* Extrait du document

Entre les récentes mutineries, le nombre record de détenus (68 569) enregistré en juillet, la réforme pénale de Christiane Taubira, sans oublier la série événement " Orange is the new black"… le système pénitentiaire est au cœur de l’actualité en cette rentrée. Pour comprendre comment se passent les choses de l’intérieur, rencontre avec Claudine, 50 ans, surveillante depuis près de 20 ans dans une prison pour femmes
Pourquoi avez-vous décidé d’exercer ce métier ?
J’ai toujours été très attachée à la notion de justice et je voulais travailler au contact de personnes. Comme je ne me voyais pas dans le commerce, ni dans des bureaux… cela s’est naturellement imposé à moi.
Quel est votre parcours professionnel ?

* Consignes de l'exercice
[1] D'après l'extrait, depuis combien de temps Claudine travaille-t-elle comme surveillante, et dans quel type de prison ?
[2] Pour chacune des affirmations suivantes, indiquez si l'extrait la confirme ou non, en citant les mots qui tranchent : (a) le nombre record de détenus enregistré en juillet s'élève à 68 569 ; (b) Claudine a 45 ans ; (c) Claudine se voyait bien travailler dans le commerce.
[3] Selon l'extrait, pourquoi Claudine a-t-elle choisi le métier de surveillante ?
Les items forment un matériau à part, sans lien avec l'extrait.

* Informations affichées
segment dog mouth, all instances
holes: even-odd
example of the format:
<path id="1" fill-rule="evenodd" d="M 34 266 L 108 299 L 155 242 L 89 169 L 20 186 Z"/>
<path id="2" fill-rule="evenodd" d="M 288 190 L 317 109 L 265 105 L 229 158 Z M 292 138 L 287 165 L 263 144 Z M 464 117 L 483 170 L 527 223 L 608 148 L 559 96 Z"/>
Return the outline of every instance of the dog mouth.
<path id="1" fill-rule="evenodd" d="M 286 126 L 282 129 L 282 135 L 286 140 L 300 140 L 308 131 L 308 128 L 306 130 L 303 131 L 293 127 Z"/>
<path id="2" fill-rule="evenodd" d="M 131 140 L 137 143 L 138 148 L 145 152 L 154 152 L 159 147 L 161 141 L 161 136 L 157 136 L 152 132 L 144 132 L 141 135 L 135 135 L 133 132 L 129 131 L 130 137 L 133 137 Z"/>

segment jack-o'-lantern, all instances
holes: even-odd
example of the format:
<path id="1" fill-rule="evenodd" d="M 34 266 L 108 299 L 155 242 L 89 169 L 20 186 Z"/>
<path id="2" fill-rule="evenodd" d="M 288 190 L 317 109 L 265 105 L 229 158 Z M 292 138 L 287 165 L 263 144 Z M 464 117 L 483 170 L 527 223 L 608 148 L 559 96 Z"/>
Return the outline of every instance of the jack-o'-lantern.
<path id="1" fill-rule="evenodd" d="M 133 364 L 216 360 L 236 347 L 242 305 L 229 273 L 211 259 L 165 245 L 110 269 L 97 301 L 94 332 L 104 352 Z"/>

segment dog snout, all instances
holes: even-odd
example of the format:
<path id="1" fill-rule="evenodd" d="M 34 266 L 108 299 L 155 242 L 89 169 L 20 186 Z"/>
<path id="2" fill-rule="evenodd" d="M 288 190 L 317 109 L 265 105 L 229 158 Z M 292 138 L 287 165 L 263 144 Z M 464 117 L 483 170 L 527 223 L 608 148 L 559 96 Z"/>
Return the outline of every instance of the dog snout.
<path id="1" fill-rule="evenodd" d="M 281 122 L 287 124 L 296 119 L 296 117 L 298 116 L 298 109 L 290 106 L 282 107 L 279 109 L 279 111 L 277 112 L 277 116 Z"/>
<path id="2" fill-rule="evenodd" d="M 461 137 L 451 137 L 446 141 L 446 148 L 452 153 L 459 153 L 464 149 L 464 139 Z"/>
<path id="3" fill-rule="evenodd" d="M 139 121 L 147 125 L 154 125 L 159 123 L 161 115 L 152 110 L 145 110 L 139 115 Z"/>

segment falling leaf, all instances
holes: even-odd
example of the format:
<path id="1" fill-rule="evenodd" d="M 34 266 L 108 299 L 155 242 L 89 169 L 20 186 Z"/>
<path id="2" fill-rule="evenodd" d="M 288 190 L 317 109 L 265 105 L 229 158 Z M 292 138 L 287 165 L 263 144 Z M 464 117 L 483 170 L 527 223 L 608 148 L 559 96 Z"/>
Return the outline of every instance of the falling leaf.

* Réponses par consigne
[1] Depuis près de 20 ans, dans une prison pour femmes.

[2]
(a) Oui : « le nombre record de détenus (68 569) enregistré en juillet ».
(b) Non : « Claudine, 50 ans ».
(c) Non : « Comme je ne me voyais pas dans le commerce, ni dans des bureaux ».

[3] Elle a toujours été très attachée à la notion de justice et voulait travailler au contact de personnes. Comme elle ne se voyait ni dans le commerce ni dans des bureaux, ce métier s'est naturellement imposé à elle.